### Your tasks
1. Please write out the passage of the Kernis CD review starting with "Composer (piano - Meditation)" and going on through "is heard unalloyed.".
2. Which works, with their years, does the Kernis CD review list?
3. According to the Kernis CD review, why did the reviewer discover this music with a sense of relief?

### Document
· · ·

AARON J KERNIS
Before Sleep and Dreams (1990)
Air (1995)
Meditation (in memory of John Lennon) (1981)
The Four Seasons of Futurist Cuisine (1991)
Evelyne Luest (piano)
Composer (piano - Meditation)
Andrea Schultz (violin) Michael Finckel (cello)
Luest, Finckel, Schultz, Evan Spritzer (narrator and clarinet) - in Four
Seasons
PHOENIX PHCD 143
[65.26]
Amazon
USA
Kernis's reputation as a post-modernist not just in touch with sweet romanticism
but in immersed communion with it is already secure. Whether that reputation
will dog him or empower him in years to come remains to be seen. However
after hearing various violin sonatas by Benjamin Lees and Leon Kirchner I
discovered this music with a sense of relief. It acts as benediction. In
the soft Ravelian ambience of Before Sleep and Dreams it is heard unalloyed.

· · ·

### Material provided

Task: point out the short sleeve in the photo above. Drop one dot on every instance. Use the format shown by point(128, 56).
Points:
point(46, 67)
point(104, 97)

· · ·

### Complete answers
1.
Composer (piano - Meditation)
Andrea Schultz (violin) Michael Finckel (cello)
Luest, Finckel, Schultz, Evan Spritzer (narrator and clarinet) - in Four
Seasons
PHOENIX PHCD 143
[65.26]
Amazon
USA
Kernis's reputation as a post-modernist not just in touch with sweet romanticism
but in immersed communion with it is already secure. Whether that reputation
will dog him or empower him in years to come remains to be seen. However
after hearing various violin sonatas by Benjamin Lees and Leon Kirchner I
discovered this music with a sense of relief. It acts as benediction. In
the soft Ravelian ambience of Before Sleep and Dreams it is heard unalloyed.

2.
- Before Sleep and Dreams (1990)
- Air (1995)
- Meditation (in memory of John Lennon) (1981)
- The Four Seasons of Futurist Cuisine (1991)

3. The reviewer came to it after hearing various violin sonatas by Benjamin Lees and Leon Kirchner, and this music acts as a benediction.